Please print every row below word for word, leaving out the pictures.
** Start of Extracted entries **
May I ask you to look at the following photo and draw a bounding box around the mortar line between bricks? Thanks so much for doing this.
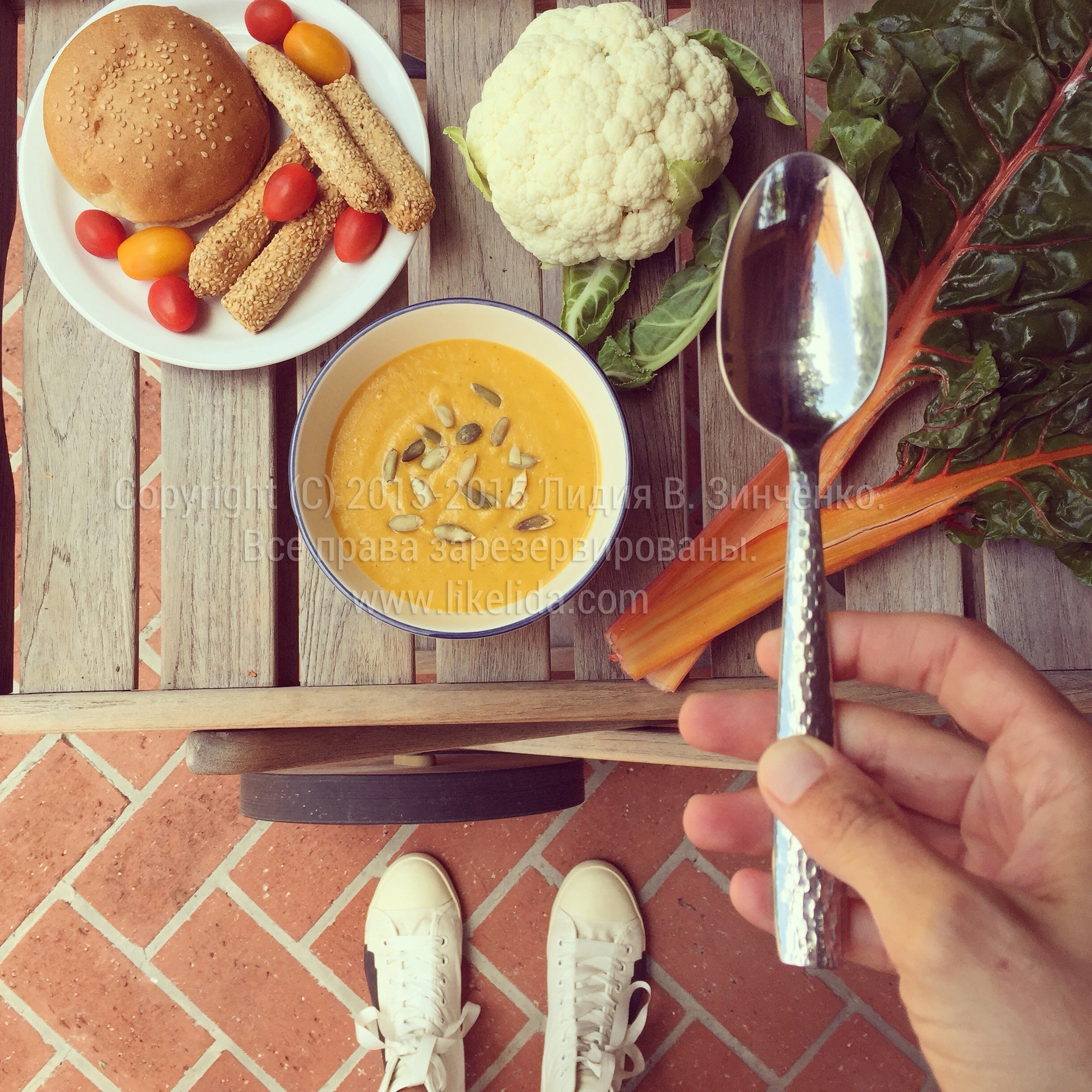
[23,1051,64,1092]
[463,943,546,1030]
[299,823,417,948]
[626,1013,697,1092]
[318,1046,368,1092]
[219,877,365,1017]
[0,748,188,963]
[0,980,121,1092]
[470,1005,537,1092]
[765,1006,853,1092]
[0,733,60,800]
[464,762,617,937]
[58,881,284,1092]
[164,1042,223,1092]
[144,820,272,959]
[646,958,778,1084]
[810,971,929,1072]
[64,732,136,800]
** End of Extracted entries **
Answer to the exercise —
May I ask you to look at the following photo and draw a bounding box around the mortar line between bricks? Thanks so much for doing this.
[23,1051,64,1092]
[463,943,546,1030]
[299,823,417,948]
[626,1013,697,1092]
[318,1046,368,1092]
[219,877,365,1017]
[0,748,188,963]
[0,980,121,1092]
[470,1005,537,1092]
[765,1006,853,1092]
[0,733,60,800]
[464,762,617,937]
[58,881,284,1092]
[164,1042,223,1092]
[144,820,272,959]
[646,958,778,1084]
[810,971,929,1072]
[64,732,136,800]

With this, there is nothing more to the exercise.